## TASKS
1/ Please duplicate the King v. Bryant passage from "Last Friday the" up to and including "that fiduciary duty.".
2/ In the King v. Bryant passage, which court issued the opinion?

(SELECTED TEXT)

Last Friday the North Carolina Supreme Court issued an opinion that should prick up the ears of any physician, hospital, or healthcare facility that asks its patients to agree to binding arbitration in the event of a dispute. In King v. Bryant (January 27, 2017), the court’s majority held that a physician was in a fiduciary relationship with a new patient at the time the patient signed an arbitration agreement at his initial intake. The majority then concluded that, because the physician’s office did not take sufficient measures to disclose the nature and import of the agreement, but instead effectively buried it among other intake papers, the agreement was the product of breach of that fiduciary duty.

(End SELECTED TEXT)
(SOURCE MATERIAL)

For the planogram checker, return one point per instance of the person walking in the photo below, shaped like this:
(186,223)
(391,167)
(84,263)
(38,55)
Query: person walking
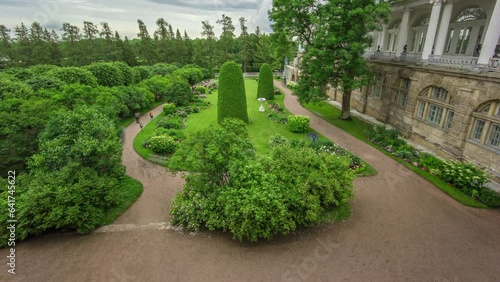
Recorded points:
(137,115)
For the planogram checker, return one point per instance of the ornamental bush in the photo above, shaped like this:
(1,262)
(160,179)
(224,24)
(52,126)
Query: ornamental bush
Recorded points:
(171,122)
(179,93)
(232,101)
(169,109)
(107,74)
(162,144)
(266,86)
(298,123)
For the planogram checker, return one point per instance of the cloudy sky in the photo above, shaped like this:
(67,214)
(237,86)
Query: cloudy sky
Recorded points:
(122,15)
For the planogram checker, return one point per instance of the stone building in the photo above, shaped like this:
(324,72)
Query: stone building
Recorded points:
(437,77)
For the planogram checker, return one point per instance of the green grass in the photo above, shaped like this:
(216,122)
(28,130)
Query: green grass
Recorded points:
(147,131)
(356,127)
(130,191)
(123,123)
(260,129)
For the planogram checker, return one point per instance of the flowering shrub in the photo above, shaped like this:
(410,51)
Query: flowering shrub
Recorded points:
(464,176)
(298,123)
(162,144)
(278,117)
(169,108)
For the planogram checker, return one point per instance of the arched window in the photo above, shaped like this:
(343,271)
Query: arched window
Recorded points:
(402,88)
(486,125)
(466,32)
(419,32)
(378,87)
(435,107)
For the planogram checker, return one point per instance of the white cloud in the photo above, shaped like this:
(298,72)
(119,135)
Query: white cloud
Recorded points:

(End SOURCE MATERIAL)

## ANSWER SET
1/
Last Friday the North Carolina Supreme Court issued an opinion that should prick up the ears of any physician, hospital, or healthcare facility that asks its patients to agree to binding arbitration in the event of a dispute. In King v. Bryant (January 27, 2017), the court’s majority held that a physician was in a fiduciary relationship with a new patient at the time the patient signed an arbitration agreement at his initial intake. The majority then concluded that, because the physician’s office did not take sufficient measures to disclose the nature and import of the agreement, but instead effectively buried it among other intake papers, the agreement was the product of breach of that fiduciary duty.

2/ The North Carolina Supreme Court